EXERCISE TASKS –
A) In the rectangle problem, print everything from "Use area and" down to "l \cdot w = 60 \).".
B) In the rectangle problem, what width goes with a length of 10 cm?
C) Say whether each statement agrees with the rectangle problem, giving yes or no and quoting the deciding words: (i) The rectangle's area is 60 cm². (ii) The hint says to use the Pythagorean theorem. (iii) Option B, 12 cm, is marked correct.
--- begin SELECTED EXCERPT ---
Question

A rectangle has an area of 60 cm² and a perimeter of 32 cm. What is the length if it is greater than the width?

• A. 10 cm
• B. 12 cm
• C. 14 cm
• D. 16 cm

Hint:

Use area and perimeter to form a quadratic equation and select the solution where length exceeds width.

Answer 1

The Correct Option is A

We need the length of the rectangle, given it is greater than the width.
- Step 1: Define variables. Let length = \( l \), width = \( w \).
- Step 2: Set up equations.
- Area: \( l \cdot w = 60 \).
- Perimeter: \( 2(l + w) = 32 \Rightarrow l + w = 16 \).
- Step 3: Solve for one variable. From perimeter: \( w = 16 - l \). Substitute into area:
\[ l (16 - l) = 60 \] \[ l^2 - 16l + 60 = 0 \] - Step 4: Solve quadratic equation. Use quadratic formula \( l = \frac{-b \pm \sqrt{b^2 - 4ac}}{2a} \), where \( a = 1 \), \( b = -16 \), \( c = 60 \):
\[ l = \frac{16 \pm \sqrt{256 - 240}}{2} = \frac{16 \pm \sqrt{16}}{2} = \frac{16 \pm 4}{2} \] \[ l = 10 \text{ or } l = 6 \] - Step 5: Determine length and width. Since \( l>w \):
- If \( l = 10 \), \( w = 16 - 10 = 6 \). Check: \( 10 \times 6 = 60 \), \( 2(10 + 6) = 32 \). Correct.
- If \( l = 6 \), \( w = 16 - 6 = 10 \). \( l<w \), so discar(d)
- Step 6: Check options.
- (a) 10: Correct.
- (b) 12: Incorrect.
- (c) 14: Incorrect.
- (d) 16: Incorrect.
Thus, the answer is a.
--- end SELECTED EXCERPT ---
--- begin DATA EXCERPTS ---
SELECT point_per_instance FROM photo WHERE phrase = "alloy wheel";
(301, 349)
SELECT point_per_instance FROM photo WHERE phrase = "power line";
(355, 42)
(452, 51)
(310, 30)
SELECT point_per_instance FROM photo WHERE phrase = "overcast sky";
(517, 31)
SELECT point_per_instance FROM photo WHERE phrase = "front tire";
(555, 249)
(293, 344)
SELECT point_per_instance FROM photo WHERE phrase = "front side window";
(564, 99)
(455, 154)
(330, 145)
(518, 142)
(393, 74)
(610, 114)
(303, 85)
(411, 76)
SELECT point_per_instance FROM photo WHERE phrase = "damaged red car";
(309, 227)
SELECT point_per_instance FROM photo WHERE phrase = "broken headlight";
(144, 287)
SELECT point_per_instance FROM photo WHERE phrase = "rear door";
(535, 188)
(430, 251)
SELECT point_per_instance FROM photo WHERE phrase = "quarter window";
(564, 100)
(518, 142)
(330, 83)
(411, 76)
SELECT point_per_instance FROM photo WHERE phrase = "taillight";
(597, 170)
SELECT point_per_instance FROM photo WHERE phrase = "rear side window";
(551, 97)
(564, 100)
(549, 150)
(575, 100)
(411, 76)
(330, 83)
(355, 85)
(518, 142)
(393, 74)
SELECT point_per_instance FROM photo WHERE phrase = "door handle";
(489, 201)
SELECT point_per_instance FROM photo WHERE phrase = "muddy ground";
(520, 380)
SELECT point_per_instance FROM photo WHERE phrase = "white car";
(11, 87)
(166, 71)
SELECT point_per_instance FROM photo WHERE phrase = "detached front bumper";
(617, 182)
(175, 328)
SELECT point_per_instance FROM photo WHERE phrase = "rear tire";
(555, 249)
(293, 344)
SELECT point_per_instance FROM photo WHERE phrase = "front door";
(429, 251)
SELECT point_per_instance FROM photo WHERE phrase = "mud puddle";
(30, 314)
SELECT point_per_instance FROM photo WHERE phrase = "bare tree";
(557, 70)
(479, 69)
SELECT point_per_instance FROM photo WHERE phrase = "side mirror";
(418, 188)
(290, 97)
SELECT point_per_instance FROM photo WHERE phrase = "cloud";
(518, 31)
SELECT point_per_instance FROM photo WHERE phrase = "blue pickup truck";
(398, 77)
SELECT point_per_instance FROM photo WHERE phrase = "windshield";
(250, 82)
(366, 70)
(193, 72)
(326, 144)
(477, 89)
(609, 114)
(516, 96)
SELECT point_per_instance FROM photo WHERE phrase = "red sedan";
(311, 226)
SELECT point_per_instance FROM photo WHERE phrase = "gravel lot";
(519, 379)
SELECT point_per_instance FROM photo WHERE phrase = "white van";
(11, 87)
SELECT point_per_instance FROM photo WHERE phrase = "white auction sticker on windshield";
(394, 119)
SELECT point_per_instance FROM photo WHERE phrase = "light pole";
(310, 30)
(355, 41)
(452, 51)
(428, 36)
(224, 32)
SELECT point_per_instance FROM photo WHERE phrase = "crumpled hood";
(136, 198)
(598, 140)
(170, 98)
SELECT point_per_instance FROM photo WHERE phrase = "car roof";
--- end DATA EXCERPTS ---
RESULTS FOR EACH TASK –
A)
Use area and perimeter to form a quadratic equation and select the solution where length exceeds width.

Answer 1

The Correct Option is A

We need the length of the rectangle, given it is greater than the width.
- Step 1: Define variables. Let length = \( l \), width = \( w \).
- Step 2: Set up equations.
- Area: \( l \cdot w = 60 \).

B) The width is 6 cm.

C)
(i) Yes: "A rectangle has an area of 60 cm²"
(ii) No: "Use area and perimeter to form a quadratic equation"
(iii) No: "(b) 12: Incorrect."